- Given problem -
Convert the material below into a numbered list with one line per item, skipping any blank lines. Leave the pictures out of your list.

Object pointing dataset rows
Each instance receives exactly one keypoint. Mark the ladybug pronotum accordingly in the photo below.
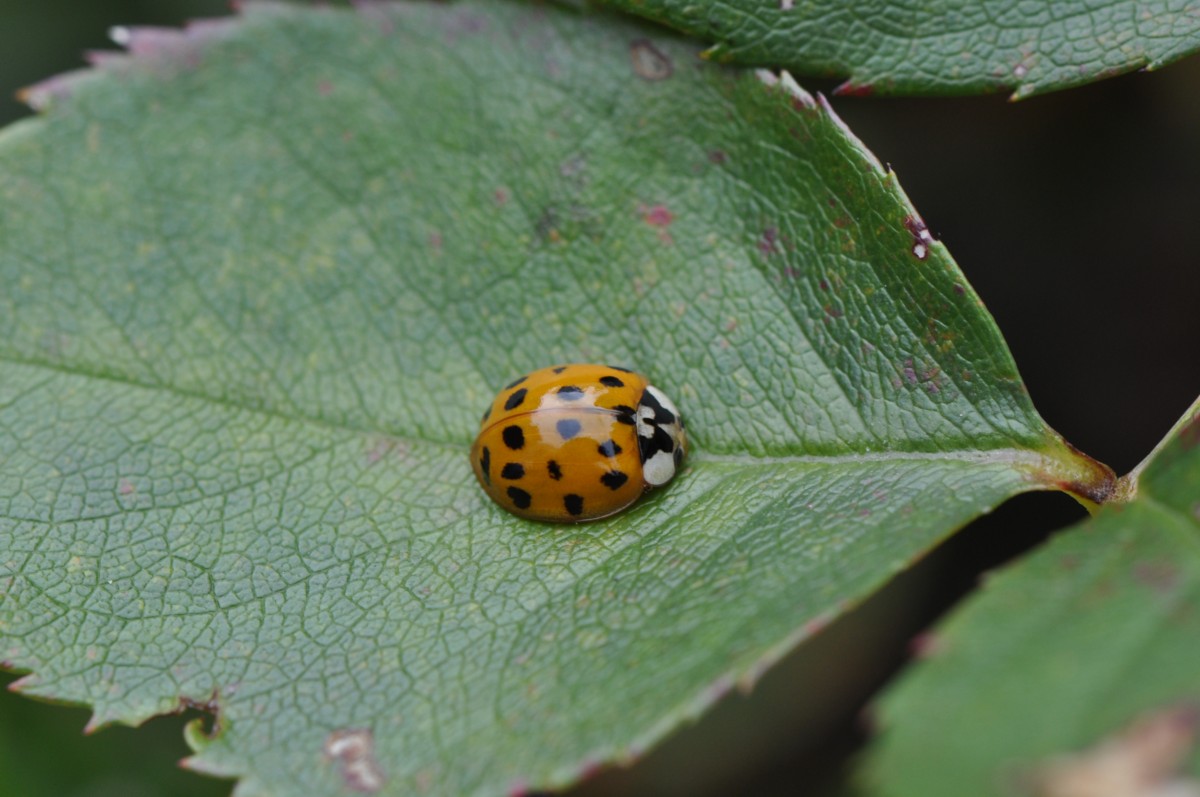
(576, 442)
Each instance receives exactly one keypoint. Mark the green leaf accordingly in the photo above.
(942, 47)
(45, 754)
(261, 280)
(1080, 657)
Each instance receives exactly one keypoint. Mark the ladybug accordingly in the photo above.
(571, 443)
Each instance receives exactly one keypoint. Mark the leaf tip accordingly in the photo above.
(851, 89)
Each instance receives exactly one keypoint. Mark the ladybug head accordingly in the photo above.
(661, 438)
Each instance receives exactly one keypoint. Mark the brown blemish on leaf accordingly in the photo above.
(1141, 760)
(1098, 489)
(1159, 576)
(384, 447)
(768, 243)
(657, 215)
(649, 63)
(925, 646)
(353, 749)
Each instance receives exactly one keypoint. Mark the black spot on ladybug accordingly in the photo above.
(609, 448)
(514, 437)
(521, 498)
(613, 479)
(568, 427)
(625, 414)
(485, 463)
(515, 399)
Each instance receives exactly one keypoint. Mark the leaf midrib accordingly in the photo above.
(1001, 455)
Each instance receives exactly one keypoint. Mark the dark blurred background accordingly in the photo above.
(1077, 217)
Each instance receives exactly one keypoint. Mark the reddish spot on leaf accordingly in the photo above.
(1159, 576)
(658, 216)
(768, 244)
(649, 63)
(925, 646)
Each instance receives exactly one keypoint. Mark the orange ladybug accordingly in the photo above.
(571, 443)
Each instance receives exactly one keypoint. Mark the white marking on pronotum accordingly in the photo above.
(353, 748)
(659, 468)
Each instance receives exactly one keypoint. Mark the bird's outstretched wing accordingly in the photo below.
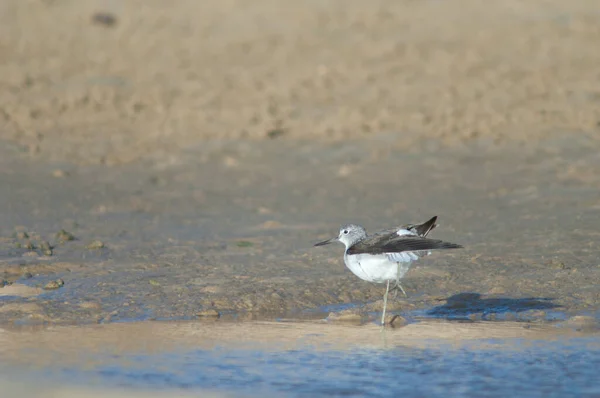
(392, 243)
(422, 229)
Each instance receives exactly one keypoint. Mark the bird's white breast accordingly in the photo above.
(379, 268)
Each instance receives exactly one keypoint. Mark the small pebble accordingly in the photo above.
(52, 285)
(210, 313)
(345, 316)
(95, 245)
(64, 236)
(104, 18)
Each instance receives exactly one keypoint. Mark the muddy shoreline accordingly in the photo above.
(217, 229)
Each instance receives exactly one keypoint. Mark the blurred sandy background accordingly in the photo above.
(151, 77)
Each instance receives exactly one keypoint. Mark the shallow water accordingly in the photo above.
(315, 359)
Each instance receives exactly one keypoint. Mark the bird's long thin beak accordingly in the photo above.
(326, 242)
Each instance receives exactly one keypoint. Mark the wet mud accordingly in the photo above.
(226, 229)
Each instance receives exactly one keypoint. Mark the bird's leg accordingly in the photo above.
(398, 286)
(387, 289)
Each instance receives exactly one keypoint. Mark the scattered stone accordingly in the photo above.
(52, 285)
(270, 225)
(46, 248)
(275, 133)
(90, 305)
(497, 290)
(209, 313)
(582, 323)
(58, 173)
(345, 316)
(396, 321)
(105, 19)
(64, 236)
(95, 245)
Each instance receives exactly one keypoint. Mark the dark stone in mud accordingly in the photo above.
(64, 236)
(106, 19)
(210, 313)
(397, 321)
(52, 285)
(45, 248)
(22, 235)
(350, 316)
(582, 323)
(95, 245)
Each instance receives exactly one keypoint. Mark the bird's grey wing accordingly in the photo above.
(423, 229)
(398, 244)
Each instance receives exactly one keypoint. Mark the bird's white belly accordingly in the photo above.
(379, 268)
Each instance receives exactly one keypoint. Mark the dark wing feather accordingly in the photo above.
(398, 244)
(425, 228)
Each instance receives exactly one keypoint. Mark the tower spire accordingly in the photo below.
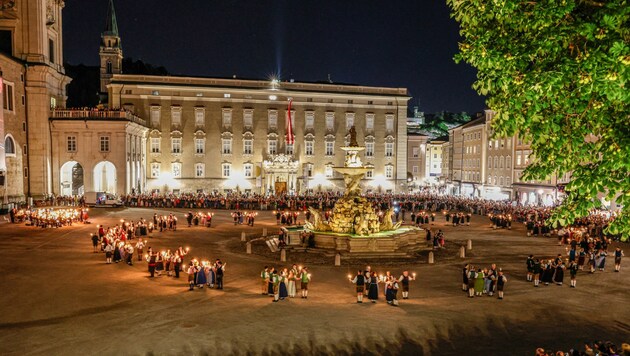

- Solved exercise -
1. Each instance receives exactly one keypoint. Mark the ladybug pronotum accordingly in the photo below.
2. (576, 442)
3. Each instance receives exactly one keypoint. Mark the green leaf accordingly in the photo above.
4. (942, 47)
5. (45, 754)
6. (261, 280)
7. (1080, 657)
8. Each instance receives exactly one keypoint. Mark the ladybug accordingly in the photo above.
9. (571, 443)
10. Each instance receives exactly one keypoint. Mark the leaf tip accordingly in the photo above.
11. (851, 89)
12. Each instance receives exactly one keypoint. Mark the ladybug head accordingly in the photo above.
13. (661, 438)
14. Each instance receives exactly one keypoint. Mark the brown blemish on leaf accordingly in the photo above.
15. (1141, 760)
16. (1098, 489)
17. (1159, 576)
18. (384, 447)
19. (768, 243)
20. (657, 215)
21. (649, 63)
22. (925, 646)
23. (353, 749)
24. Each instance receives exactly one keypoint. Mark the black spot on ladybug accordingly in the photo above.
25. (609, 448)
26. (514, 437)
27. (521, 498)
28. (613, 479)
29. (568, 427)
30. (625, 414)
31. (485, 463)
32. (515, 399)
33. Each instance receives exactly one keypoint. Mark the leaf midrib accordingly in the photo above.
34. (1001, 455)
35. Each instance receives exactly one keypoint. Mark the dark blurred background accordingly in the photo above.
36. (1077, 217)
37. Each instance receives exactly one keypoint. Mark the reddish spot on leaf accordingly in the photo above.
38. (1159, 576)
39. (658, 216)
40. (768, 244)
41. (649, 63)
42. (925, 646)
43. Each instance receives exactly one keypoint. Mark the orange ladybug accordingly in the photo above.
44. (571, 443)
45. Each instance receives exactly one keypoint. Mark the white marking on pronotum accordingly in the photo above.
46. (353, 748)
47. (659, 468)
48. Each instance receives exactly one keypoint. Mark the bird's outstretched wing accordingly in the photo below.
49. (392, 243)
50. (422, 229)
51. Each instance receives exactly one keypoint. Mark the bird's white breast accordingly in the photo above.
52. (379, 268)
53. Each instance receives exactly one keypoint. Mark the small pebble accordingly in the photo above.
54. (52, 285)
55. (210, 313)
56. (345, 316)
57. (95, 245)
58. (64, 236)
59. (104, 18)
60. Each instance receives exactly one keypoint. Mark the muddy shoreline accordingly in the photo above.
61. (217, 229)
62. Each instance receives exactly one keypoint. Mark the blurred sandy background accordingly in the photo above.
63. (151, 77)
64. Each instance receives exactly one keypoint. Mark the shallow water accordingly in the photo above.
65. (315, 359)
66. Each instance receives exactly one keypoint. Mark the bird's long thin beak accordingly in the photo above.
67. (326, 242)
68. Each instance receives exactly one keypoint. Mark the wet mud accordingly in the photo above.
69. (226, 229)
70. Each instance receives exactly one keypoint. Mark the bird's leg accordingly in the photo above.
71. (398, 286)
72. (387, 289)
73. Each instance receives exactly one keypoint. Mark the scattered stone accordingly in the photo above.
74. (52, 285)
75. (270, 225)
76. (46, 248)
77. (275, 133)
78. (90, 305)
79. (497, 290)
80. (209, 313)
81. (582, 323)
82. (58, 173)
83. (345, 316)
84. (396, 321)
85. (105, 19)
86. (64, 236)
87. (95, 245)
88. Each instance receives exactly one keypoint. Mark the dark stone in mud accordingly in the photo above.
89. (64, 236)
90. (106, 19)
91. (210, 313)
92. (397, 321)
93. (52, 285)
94. (45, 248)
95. (22, 235)
96. (350, 316)
97. (582, 323)
98. (95, 245)
99. Each instance receives exactly one keypoint. Mark the bird's grey wing accordingly in the photo above.
100. (423, 229)
101. (398, 244)
102. Each instance receives exactly one keypoint. Mark the bird's white belly accordingly in the photo above.
103. (379, 268)
104. Each instance receives exactly one keypoint. Mark the dark wing feather accordingly in the photo above.
105. (398, 244)
106. (425, 228)
107. Each instance receives exactly one keypoint. Mark the tower spire accordingly in the photo below.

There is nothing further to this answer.